» Problems to solve
- A) According to the news article about the missing student Robert I. Myerson, in what city was he found?
- B) Continue the news article about the missing student Robert I. Myerson, picking up after its final sentence.

» Extract to read

The week-old mystery of the missing Robert I. Myerson '42 reached its denouement yesterday afternoon when University officials received a terse telegram sent by the boy's father from Salt Lake City, Utah, revealing that he had been located there in sound health and good spirits.

After receiving a letter from his son on Wednesday, the senior Myerson flew out to Utah to join him, Mrs. Myerson revealed last night. Her first direct word from him since his disappearance last Thursday came yesterday when young Myerson called her by long distance, said "Hello, mother; this is Bob, I'm fine," and hung up.

"Unlimited Confidence"

"We have unlimited confidence in Bob," Mrs. Myerson said last night. "He is a boy of character. All we wanted to know was where he was." She did not know whether or not he plans to return to Cambridge.

It could not be learned how Myerson reached the Mormon metropolis, or what his motives were in going there. He was believed to have with him about $100 when he left Harvard a week ago yesterday. A United Press dispatch states that Mrs. Myerson believes he communicated with his father as soon as advertisements of his disappearance were issued.

» Data listing

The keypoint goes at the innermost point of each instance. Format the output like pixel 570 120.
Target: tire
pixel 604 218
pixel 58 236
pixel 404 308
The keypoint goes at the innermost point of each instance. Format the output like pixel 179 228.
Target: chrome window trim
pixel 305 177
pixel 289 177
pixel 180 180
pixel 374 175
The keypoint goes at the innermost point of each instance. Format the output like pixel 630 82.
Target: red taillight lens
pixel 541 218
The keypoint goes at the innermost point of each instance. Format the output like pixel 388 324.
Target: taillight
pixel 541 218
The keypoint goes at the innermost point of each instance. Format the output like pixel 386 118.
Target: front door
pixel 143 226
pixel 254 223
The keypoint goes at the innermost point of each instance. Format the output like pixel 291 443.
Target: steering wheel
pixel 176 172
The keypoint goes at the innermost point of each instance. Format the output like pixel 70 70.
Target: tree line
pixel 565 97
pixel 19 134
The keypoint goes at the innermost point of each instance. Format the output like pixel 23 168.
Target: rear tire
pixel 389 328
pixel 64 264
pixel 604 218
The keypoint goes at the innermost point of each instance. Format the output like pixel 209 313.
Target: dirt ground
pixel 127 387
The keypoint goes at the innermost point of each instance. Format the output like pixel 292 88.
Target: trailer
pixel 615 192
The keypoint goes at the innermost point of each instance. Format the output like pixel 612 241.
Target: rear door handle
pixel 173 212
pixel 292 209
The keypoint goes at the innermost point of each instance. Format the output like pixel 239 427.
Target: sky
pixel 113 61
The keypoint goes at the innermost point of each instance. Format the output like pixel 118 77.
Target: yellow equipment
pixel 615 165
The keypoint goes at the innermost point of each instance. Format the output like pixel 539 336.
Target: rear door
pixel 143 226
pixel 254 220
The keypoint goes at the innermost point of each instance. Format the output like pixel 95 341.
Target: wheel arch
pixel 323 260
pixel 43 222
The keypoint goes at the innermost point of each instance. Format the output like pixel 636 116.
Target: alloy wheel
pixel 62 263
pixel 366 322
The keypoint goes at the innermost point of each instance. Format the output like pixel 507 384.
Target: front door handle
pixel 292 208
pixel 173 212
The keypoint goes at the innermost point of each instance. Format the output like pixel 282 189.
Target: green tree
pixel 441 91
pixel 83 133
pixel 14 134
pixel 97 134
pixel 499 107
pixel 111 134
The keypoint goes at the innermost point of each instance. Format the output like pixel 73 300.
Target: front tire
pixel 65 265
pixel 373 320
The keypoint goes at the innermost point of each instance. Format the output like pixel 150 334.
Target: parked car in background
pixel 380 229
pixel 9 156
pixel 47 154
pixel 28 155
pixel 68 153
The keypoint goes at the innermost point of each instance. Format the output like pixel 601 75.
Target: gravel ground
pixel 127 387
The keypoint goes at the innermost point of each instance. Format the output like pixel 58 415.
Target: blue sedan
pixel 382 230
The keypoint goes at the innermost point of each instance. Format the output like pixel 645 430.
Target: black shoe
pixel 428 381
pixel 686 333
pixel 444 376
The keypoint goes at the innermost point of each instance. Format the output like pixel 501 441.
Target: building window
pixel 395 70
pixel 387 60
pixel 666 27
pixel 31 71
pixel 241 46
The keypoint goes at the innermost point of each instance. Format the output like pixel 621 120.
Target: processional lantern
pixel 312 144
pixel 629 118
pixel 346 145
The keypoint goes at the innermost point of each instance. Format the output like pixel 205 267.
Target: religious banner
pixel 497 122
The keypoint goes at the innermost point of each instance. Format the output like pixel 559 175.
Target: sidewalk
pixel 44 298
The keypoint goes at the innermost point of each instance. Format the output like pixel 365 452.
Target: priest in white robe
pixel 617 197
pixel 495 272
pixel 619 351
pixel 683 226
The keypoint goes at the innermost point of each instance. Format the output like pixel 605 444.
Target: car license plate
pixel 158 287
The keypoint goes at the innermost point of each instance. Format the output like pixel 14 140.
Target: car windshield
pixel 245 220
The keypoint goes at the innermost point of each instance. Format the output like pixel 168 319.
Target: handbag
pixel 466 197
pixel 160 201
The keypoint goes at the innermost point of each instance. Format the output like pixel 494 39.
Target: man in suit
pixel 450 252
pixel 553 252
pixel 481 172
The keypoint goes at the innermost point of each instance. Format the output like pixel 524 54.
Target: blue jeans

» Answers to the exercise
- A) Salt Lake City, Utah.

- B)
Traveling by train, Myerson will return to his Brooklyn, New York home with his father in the near future.

Sold Trumpet

When he vanished eight days ago, Myerson had sold many personal possessions, including a trumpet, to raise money for his disappearing act, no motive for which has been suggested other than unhappiness in college. Throughout an anxious week his parents steadily maintained that they were in complete sympathy with whatever plans he had formulated "to make his own way in the world."

Martin Marks '42, one of Myerson's Wigglesworth roommates, said last night, "I think he wants to come back to college. I have no idea how he got out there."